▸ Text for analysis:
-=-=-

The boy’s grandmother, with whom he lived before he was sent to Canada, said the loss has been devastating.
“We see colleagues of Emilio growing up and we imagine how his life would have been,” wrote Marisol Segovia-Alvarez in her victim impact statement, translated in court by an interpreter. The statement was read aloud in Spanish by her daughter and Emilio’s mother, Melody Segovia, at the Canadian embassy in Mexico City and broadcast into the Calgary courtroom.
Segovia-Alvarez described Emilio as a friendly and happy boy who loved music and greeting people on the street.
He told his mother he wanted to buy her a house, she said.
Get daily National news
“Time goes by and we feel his absence every time, more and more.”
The Crown argued that Emilio was subjected to two months of abuse and submitted photos of scars and bruises all over his body that were in various stages of healing.
During the trial, the Crown played a police recording from the family minivan of Perdomo Lopez tearfully praying in Spanish. An English transcript of the intercept submitted in court said the man was asking for forgiveness and saying he “didn’t want to kill that child.”

-=-=-

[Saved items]

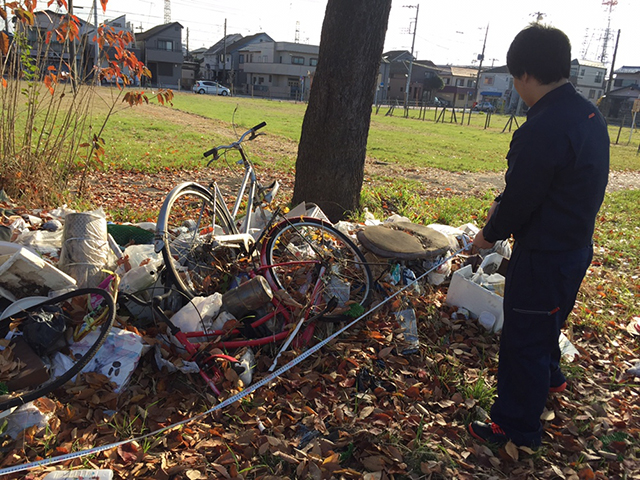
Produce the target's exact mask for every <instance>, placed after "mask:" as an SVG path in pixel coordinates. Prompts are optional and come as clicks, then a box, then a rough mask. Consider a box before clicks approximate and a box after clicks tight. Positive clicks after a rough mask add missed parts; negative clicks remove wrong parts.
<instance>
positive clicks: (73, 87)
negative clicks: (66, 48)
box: [68, 0, 78, 94]
mask: <svg viewBox="0 0 640 480" xmlns="http://www.w3.org/2000/svg"><path fill="white" fill-rule="evenodd" d="M68 5H69V8H68V12H69V16H72V15H73V0H69V3H68ZM76 70H77V65H76V41H75V39H74V38H69V76H70V77H71V88H72V90H73V93H74V94H75V93H76V92H77V91H78V79H77V78H76Z"/></svg>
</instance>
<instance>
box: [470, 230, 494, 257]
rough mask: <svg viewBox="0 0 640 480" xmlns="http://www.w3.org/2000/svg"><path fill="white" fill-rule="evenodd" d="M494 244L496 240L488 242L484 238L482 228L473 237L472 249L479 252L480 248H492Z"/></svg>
mask: <svg viewBox="0 0 640 480" xmlns="http://www.w3.org/2000/svg"><path fill="white" fill-rule="evenodd" d="M494 244H495V242H487V241H486V240H485V239H484V234H483V233H482V230H480V231H479V232H478V233H477V235H476V236H475V237H474V239H473V246H472V249H471V251H472V252H473V253H478V250H486V249H488V248H492V247H493V245H494Z"/></svg>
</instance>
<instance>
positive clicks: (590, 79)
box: [569, 59, 607, 104]
mask: <svg viewBox="0 0 640 480" xmlns="http://www.w3.org/2000/svg"><path fill="white" fill-rule="evenodd" d="M606 73H607V69H606V67H605V66H604V64H603V63H600V62H593V61H591V60H578V59H574V60H572V61H571V73H570V77H569V81H570V82H571V83H573V86H574V87H576V90H577V91H578V92H579V93H581V94H582V95H583V96H584V97H586V98H588V99H589V100H590V101H591V102H592V103H594V104H595V103H596V102H597V101H598V99H599V98H600V97H602V94H603V93H604V87H605V84H604V76H605V74H606Z"/></svg>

-=-=-

▸ What to work on:
**A.** In the news excerpt about Emilio, what did he tell his mother he wanted to buy her?
**B.** Render this sentence from the news excerpt about Emilio in Spanish: "Segovia-Alvarez described Emilio as a friendly and happy boy who loved music and greeting people on the street."
**C.** Please carry the news excerpt about Emilio forward, picking up after its last sentence.

▸ Responses per task:
**A.** A house.

**B.** Segovia-Alvarez describió a Emilio como un niño amable y feliz al que le encantaba la música y saludar a la gente en la calle.

**C.**
The prayer was one of 11 police recordings from the accused’s vehicle, home and phone that were presented as evidence.
The defence had argued the remark was not a confession and that the Crown cherry-picked segments of the recordings to construct its story.
Faulkner said Perdomo Lopez showed little to no remorse, except for the consequences to himself.
“The offender spoke of Emilio and his death as a demon, as something that needed to be cleansed from his home,” she said.
“He was a five-year-old boy.”
Mahoney told Neufeld that much in the Crown’s submissions was a “play to your emotional faculties rather than your reasoning faculties.”
He urged the judge to focus on the single blow that caused the boy’s death, and noted there was no evidence proving his client was solely responsible for the past abuse. His wife and three daughters also lived in the home at the time.
He pointed to several past cases of “brutal, prolonged, proven violence by the actual offender” that garnered sentences similar to what the Crown’s proposed range.
“This is a middle-range case,” Mahoney said.
The offender’s wife, Carolina Perdomo, was accused initially in the boy’s death, but the Crown stayed a manslaughter charge against her earlier this year.
Neufeld’s sentencing decision is scheduled for Friday.